## TO DO
(1) List every line in the blog post that is written entirely in capital letters.
(2) From the blog post, print the passage from "And even all" to "hair. (ok kidding)".
----- GIVEN TEXT
Yeah, this is why i think it sucks so bad. It’s hard to even put it in words. The most sophisticated of  words will never be able to put across what i am feeling now

I will continue the mom part next time

we could talk all day

July 16, 2011 § Leave a comment

And even all night. You should know how addicting this is 

YES I’M POSTING. GUESS WHAT I DID.

YOU’LL NEVER BE ABLE TO GUESS AHAHAHA

GUESS LAH.

GUESSSSSSSS

Okay i have decided not to reveal answer. You may comment to answer this qn and winner gets my armpit hair. (ok kidding)

Anw i shall talk abt ytd’s act luh. It was like the most mindblowing experience ever. Okay kidding. It was just damn tiring.

Okay so in the beginning, 9 ppl from our sqd were chosen to take sqd for ytd’s act and we were split into our own grps alr. Yep then i think the s1s were randomly split up ytd. Yeah and i was with Ding En and Hwee. I was damn stressed about this combi cos they damn zai then im like noobcake and i had the usual 30min-before-cca-stress-syndrome. I was effectively stressed the whole day T.T

Yeah and cos we grp 3 so we chose the 3rd grp for s1s. Idk if it is our grp or what but they were damn zai AFTER OUR TEACHING. Klar i nvr see their standard before so idk if they were very good originally and became lousy when we took them in the beginning and then returned to their zai standard at the end.
----------
----- DATASET CONTENT
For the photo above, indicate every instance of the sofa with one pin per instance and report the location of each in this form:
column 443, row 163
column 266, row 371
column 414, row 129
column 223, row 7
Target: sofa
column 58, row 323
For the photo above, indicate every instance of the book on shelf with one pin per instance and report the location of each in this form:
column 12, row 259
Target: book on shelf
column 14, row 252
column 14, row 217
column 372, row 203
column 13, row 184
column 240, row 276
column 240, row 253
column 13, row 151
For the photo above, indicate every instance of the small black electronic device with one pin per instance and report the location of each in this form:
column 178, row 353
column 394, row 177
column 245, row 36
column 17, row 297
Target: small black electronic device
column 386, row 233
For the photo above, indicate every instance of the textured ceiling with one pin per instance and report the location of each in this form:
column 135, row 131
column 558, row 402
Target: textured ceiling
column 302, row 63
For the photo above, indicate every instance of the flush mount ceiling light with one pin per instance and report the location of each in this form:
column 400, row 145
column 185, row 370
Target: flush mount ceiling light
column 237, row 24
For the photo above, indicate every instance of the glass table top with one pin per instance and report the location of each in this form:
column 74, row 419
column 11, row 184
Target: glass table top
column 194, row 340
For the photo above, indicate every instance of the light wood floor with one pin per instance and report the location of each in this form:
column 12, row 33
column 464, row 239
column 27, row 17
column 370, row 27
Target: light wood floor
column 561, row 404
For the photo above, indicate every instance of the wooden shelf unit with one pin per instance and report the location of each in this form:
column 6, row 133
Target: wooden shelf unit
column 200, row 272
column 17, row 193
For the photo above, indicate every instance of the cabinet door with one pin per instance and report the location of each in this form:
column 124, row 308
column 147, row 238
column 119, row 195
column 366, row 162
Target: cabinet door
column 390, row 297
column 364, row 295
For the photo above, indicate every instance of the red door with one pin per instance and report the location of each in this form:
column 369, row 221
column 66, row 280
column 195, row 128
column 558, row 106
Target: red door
----------
## COMPLETE ANSWERS
(1)
- YES I’M POSTING. GUESS WHAT I DID.
- YOU’LL NEVER BE ABLE TO GUESS AHAHAHA
- GUESS LAH.
- GUESSSSSSSS

(2)
And even all night. You should know how addicting this is 

YES I’M POSTING. GUESS WHAT I DID.

YOU’LL NEVER BE ABLE TO GUESS AHAHAHA

GUESS LAH.

GUESSSSSSSS

Okay i have decided not to reveal answer. You may comment to answer this qn and winner gets my armpit hair. (ok kidding)